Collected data
☆ ☆ ☆ ☆ ☆

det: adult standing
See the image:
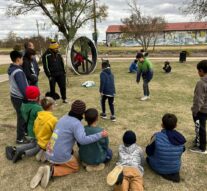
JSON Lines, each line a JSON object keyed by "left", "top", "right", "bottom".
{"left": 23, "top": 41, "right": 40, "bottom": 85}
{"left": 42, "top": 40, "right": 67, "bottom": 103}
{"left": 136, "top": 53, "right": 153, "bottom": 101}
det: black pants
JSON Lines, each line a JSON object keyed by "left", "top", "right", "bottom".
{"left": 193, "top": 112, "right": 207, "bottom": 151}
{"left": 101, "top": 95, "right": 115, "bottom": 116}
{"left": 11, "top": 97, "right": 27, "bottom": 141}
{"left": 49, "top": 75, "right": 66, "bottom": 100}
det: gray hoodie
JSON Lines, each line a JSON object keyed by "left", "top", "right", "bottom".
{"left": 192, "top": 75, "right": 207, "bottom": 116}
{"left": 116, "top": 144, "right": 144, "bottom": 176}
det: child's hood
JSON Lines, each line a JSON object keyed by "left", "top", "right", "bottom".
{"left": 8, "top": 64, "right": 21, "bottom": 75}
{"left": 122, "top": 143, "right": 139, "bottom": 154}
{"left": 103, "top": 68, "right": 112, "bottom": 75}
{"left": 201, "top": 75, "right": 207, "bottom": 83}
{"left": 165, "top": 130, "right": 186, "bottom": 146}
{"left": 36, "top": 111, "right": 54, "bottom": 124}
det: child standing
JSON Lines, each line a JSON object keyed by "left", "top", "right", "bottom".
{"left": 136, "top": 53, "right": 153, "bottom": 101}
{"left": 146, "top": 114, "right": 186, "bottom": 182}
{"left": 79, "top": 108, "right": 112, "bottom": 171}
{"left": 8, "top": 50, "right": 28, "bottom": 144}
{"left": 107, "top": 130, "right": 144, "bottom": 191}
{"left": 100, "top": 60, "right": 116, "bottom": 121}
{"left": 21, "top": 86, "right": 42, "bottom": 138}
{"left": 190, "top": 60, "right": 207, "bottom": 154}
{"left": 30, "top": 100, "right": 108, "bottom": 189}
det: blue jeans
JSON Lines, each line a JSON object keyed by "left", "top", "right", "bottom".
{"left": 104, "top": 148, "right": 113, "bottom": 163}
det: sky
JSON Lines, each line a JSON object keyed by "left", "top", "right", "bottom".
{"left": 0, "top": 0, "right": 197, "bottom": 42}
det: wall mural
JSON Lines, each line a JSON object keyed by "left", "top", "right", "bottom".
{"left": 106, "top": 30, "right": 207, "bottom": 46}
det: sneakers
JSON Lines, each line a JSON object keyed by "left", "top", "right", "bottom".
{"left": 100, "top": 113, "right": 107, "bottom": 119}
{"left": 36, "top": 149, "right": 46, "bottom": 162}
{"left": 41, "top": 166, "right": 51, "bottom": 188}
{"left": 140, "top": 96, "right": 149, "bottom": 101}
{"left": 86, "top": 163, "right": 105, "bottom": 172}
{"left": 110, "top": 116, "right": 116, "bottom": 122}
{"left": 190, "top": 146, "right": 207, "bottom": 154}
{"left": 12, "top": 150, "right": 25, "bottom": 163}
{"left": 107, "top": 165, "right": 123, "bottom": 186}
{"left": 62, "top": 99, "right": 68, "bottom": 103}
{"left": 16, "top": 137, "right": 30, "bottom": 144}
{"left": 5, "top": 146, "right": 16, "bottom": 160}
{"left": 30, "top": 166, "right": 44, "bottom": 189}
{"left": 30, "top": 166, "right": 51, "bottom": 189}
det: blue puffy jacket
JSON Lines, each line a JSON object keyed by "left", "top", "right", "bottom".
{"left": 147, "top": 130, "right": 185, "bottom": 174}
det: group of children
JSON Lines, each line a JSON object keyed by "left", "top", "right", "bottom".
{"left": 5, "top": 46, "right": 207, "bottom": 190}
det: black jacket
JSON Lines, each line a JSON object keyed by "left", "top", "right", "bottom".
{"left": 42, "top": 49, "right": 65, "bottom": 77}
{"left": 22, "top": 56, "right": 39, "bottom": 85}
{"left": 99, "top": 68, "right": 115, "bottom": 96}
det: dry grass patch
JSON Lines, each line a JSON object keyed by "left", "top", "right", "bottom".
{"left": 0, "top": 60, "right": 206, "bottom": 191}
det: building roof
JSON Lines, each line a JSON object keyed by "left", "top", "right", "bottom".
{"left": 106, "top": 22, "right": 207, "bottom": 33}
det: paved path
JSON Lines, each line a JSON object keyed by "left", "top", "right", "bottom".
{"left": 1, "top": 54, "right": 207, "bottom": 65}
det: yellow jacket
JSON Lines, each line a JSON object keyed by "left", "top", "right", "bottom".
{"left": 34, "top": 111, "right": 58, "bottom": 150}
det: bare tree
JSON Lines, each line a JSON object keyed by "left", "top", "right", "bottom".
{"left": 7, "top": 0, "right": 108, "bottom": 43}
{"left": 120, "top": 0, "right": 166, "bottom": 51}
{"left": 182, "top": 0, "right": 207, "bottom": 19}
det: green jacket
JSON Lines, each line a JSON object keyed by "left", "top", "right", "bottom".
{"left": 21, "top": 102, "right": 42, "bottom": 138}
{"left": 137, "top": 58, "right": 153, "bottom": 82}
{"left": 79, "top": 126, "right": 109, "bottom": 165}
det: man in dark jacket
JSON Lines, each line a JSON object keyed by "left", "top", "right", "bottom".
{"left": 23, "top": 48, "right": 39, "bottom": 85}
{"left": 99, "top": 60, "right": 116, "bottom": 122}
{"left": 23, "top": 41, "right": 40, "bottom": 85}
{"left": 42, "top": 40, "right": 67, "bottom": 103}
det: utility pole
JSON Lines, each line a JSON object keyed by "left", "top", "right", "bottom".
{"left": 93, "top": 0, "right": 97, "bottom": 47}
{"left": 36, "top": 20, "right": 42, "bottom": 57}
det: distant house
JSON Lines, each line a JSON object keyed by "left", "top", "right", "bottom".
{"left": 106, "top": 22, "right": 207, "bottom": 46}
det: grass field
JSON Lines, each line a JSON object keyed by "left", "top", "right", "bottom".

☆ ☆ ☆ ☆ ☆

Task prompt: Search the records for lines holding the word "blue", then copy each line you find.

Output of the exercise:
det: blue jeans
det: blue puffy jacket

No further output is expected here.